Мы знаем, что работа Холокоста, как и других подобных ужасающих явлений в нашей истории, стала возможной при содействии этих простых людей. Безумных личностей наберется не так уж много в любом веке, но вот приступы массового психоза действительно случаются, потому как харизматическое безумие во всем остальном вменяемых людей соприкасается с «безумными наклонностями» и приводит их в движение. Психологическая инфекция, теневая чума действительно имеют место, и мало кто из нас наделен устойчивым иммунитетом от них. К примеру, Адольф Эйхманн был личностью ничем не примечательной и уж тем более не чудовищем – уж слишком для этого он был зауряден: чиновник, типичное «должностное лицо». Помимо прочего, в круг его обязанностей входило решение «вопросов транспортировки». Какое имело значение, куда и какой груз растоптанной гуманности везли эти поезда, если сам он пребывал в полной уверенности, что служит «высшему порядку», ценим за свою службу и, как следствие, вся его мишурная жизнь есть служение трансцендентной миссии! Благородный девиз может вдохновить на что угодно, даже на самые ужасные вещи.

Записи, выбранные из собрания
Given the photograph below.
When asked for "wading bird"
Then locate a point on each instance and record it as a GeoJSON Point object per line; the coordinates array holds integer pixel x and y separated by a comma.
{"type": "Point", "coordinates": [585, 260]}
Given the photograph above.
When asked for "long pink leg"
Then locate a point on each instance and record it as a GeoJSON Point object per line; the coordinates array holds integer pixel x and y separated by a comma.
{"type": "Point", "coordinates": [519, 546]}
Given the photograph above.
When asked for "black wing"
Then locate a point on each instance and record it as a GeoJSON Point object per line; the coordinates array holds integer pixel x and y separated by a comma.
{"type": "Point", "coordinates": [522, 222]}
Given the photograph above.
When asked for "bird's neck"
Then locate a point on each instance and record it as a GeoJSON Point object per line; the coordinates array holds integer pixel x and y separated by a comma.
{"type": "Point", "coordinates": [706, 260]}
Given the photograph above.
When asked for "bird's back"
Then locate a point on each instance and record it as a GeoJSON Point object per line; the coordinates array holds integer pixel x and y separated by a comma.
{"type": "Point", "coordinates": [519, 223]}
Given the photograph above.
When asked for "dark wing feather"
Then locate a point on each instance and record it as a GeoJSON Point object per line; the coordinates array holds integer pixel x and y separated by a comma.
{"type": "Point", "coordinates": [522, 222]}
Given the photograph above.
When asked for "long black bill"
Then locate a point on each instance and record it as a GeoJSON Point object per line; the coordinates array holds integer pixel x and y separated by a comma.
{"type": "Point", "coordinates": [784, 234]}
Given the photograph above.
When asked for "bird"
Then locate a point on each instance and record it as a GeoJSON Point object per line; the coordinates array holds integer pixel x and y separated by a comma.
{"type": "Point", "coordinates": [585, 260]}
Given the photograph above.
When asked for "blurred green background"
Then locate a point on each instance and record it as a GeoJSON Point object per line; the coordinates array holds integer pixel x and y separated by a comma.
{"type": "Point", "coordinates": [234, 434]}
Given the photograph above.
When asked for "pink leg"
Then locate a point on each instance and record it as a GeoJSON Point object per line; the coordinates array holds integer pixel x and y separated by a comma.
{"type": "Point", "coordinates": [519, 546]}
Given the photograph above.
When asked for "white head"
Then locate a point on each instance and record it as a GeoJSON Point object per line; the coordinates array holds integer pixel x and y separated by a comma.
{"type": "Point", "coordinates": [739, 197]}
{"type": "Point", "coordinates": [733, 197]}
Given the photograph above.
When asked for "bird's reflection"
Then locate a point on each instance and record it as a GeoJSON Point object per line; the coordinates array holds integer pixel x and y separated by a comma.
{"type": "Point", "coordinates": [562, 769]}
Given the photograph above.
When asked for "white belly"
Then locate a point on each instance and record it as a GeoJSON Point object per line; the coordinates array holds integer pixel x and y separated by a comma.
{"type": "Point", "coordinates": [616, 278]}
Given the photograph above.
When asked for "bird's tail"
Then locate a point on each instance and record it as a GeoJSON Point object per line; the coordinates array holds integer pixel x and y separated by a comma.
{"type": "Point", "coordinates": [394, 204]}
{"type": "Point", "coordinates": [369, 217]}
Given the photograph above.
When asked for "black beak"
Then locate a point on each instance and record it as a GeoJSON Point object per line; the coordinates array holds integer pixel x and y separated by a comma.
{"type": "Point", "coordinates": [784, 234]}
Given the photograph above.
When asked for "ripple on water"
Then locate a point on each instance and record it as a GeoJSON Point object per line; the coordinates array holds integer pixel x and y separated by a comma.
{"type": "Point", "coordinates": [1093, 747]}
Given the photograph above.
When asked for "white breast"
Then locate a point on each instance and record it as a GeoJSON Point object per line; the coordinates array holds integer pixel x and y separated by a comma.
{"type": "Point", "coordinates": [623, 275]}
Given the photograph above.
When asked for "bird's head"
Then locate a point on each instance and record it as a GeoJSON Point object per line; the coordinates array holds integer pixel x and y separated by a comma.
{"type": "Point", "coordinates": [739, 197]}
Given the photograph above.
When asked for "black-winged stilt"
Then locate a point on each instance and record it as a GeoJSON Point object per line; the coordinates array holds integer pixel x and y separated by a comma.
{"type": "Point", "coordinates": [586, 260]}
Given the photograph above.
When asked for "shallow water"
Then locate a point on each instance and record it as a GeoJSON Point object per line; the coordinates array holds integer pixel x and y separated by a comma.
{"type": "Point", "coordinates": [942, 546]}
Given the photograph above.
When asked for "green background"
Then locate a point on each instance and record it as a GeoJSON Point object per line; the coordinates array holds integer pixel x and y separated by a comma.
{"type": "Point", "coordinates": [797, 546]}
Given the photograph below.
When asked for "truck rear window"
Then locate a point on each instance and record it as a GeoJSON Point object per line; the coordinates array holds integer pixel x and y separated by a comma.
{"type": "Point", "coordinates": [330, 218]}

ЦЕЛЬ ЗАДАНИЯ >> Выведите полностью исходный текст о массовом психозе и Адольфе Эйхманне, сохранив каждое слово и каждый знак препинания. Список здесь не понадобится.

ПИСЬМЕННЫЙ ОТВЕТ >>
Мы знаем, что работа Холокоста, как и других подобных ужасающих явлений в нашей истории, стала возможной при содействии этих простых людей. Безумных личностей наберется не так уж много в любом веке, но вот приступы массового психоза действительно случаются, потому как харизматическое безумие во всем остальном вменяемых людей соприкасается с «безумными наклонностями» и приводит их в движение. Психологическая инфекция, теневая чума действительно имеют место, и мало кто из нас наделен устойчивым иммунитетом от них. К примеру, Адольф Эйхманн был личностью ничем не примечательной и уж тем более не чудовищем – уж слишком для этого он был зауряден: чиновник, типичное «должностное лицо». Помимо прочего, в круг его обязанностей входило решение «вопросов транспортировки». Какое имело значение, куда и какой груз растоптанной гуманности везли эти поезда, если сам он пребывал в полной уверенности, что служит «высшему порядку», ценим за свою службу и, как следствие, вся его мишурная жизнь есть служение трансцендентной миссии! Благородный девиз может вдохновить на что угодно, даже на самые ужасные вещи.